**Given data**:

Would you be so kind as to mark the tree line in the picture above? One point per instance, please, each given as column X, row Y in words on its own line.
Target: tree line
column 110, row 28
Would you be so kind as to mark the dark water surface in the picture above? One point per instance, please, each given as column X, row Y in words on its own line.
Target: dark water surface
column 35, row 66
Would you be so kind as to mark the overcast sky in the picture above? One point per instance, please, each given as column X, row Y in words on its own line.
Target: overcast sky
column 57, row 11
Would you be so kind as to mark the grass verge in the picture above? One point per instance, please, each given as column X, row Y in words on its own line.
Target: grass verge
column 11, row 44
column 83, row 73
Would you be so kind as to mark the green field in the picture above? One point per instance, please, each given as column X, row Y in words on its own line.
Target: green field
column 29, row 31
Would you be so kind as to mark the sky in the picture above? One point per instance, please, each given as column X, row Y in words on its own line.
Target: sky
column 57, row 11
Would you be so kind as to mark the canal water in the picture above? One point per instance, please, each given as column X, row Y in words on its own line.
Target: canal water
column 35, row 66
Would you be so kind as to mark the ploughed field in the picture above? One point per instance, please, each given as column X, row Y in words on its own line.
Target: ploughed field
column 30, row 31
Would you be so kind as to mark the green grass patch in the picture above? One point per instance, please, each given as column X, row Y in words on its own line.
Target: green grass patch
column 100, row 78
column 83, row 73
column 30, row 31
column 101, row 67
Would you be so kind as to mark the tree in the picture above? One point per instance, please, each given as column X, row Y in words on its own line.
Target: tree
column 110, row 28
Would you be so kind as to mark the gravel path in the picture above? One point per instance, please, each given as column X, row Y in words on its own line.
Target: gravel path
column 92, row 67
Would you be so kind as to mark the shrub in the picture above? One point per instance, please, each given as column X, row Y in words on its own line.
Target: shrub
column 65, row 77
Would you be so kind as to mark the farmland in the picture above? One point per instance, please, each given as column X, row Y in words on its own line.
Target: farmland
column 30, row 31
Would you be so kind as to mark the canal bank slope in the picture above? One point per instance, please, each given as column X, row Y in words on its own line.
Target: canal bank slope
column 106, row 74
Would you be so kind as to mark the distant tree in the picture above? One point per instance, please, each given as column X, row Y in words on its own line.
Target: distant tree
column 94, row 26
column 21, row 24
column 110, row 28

--

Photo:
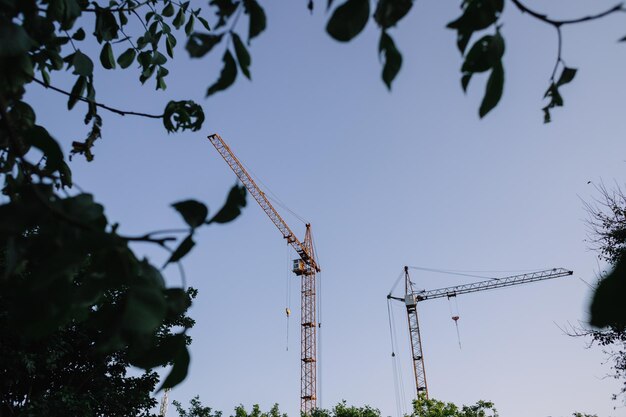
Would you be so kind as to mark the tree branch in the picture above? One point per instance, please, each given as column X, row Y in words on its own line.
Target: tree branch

---

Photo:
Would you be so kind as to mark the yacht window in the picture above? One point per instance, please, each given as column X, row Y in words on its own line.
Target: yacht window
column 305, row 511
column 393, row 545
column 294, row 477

**Exercise prompt**: Switch each "canal" to "river" in the rows, starting with the line containing "Would you be so kind as to mark the grass" and going on through the line containing "column 106, row 74", and give only those lines again with everything else unchanged.

**Exercise result**:
Would you be so kind as to mark the grass verge in the picture above? One point per instance, please, each given as column X, row Y in words on its own line.
Target: grass verge
column 11, row 44
column 83, row 73
Would you be so kind as to mark the green field in the picture above? One point per instance, please, each given as column X, row Y in words on its own line.
Target: green field
column 29, row 31
Would you be so kind as to mark the sky in the picture above? One point per instance, please, each given as column X, row Y in words on its own line.
Target: sky
column 57, row 11
Would you be so kind as to mark the river water in the picture above? One point per instance, please, each given as column X, row Y in words on its own line.
Target: river water
column 35, row 66
Would you be so kind as to mark the ploughed field in the picture above? One point per instance, please, each given as column X, row Y in words on its own line.
Target: ploughed field
column 30, row 31
Would you be so kind as to mark the green grass patch in the picture above? One point per instance, please, each given as column X, row Y in words on its own line.
Target: green grass patch
column 100, row 78
column 83, row 73
column 30, row 31
column 101, row 67
Would you be so kind as to mark the tree in the picture above? One point per instance, please, each given as column X, row Y in words on its own line.
Target: tree
column 110, row 28
Would you be so kind as to mark the gravel path in the picture above? One point per instance, please, each given as column X, row Y in words on its own line.
Target: gravel path
column 92, row 67
Would you be so kind as to mark the shrub in the picture above? One point per instance, please, each given as column X, row Y in words on its own line.
Target: shrub
column 65, row 77
Would you be so kind as to mark the farmland in the picture above? One point per instance, please, each given as column X, row Y in words on its own line.
Target: farmland
column 30, row 31
Would you be so kind as to mark the river bank slope in the picture above? One point per instance, please, each given as column X, row Y in words on its own line.
Target: river bank slope
column 106, row 74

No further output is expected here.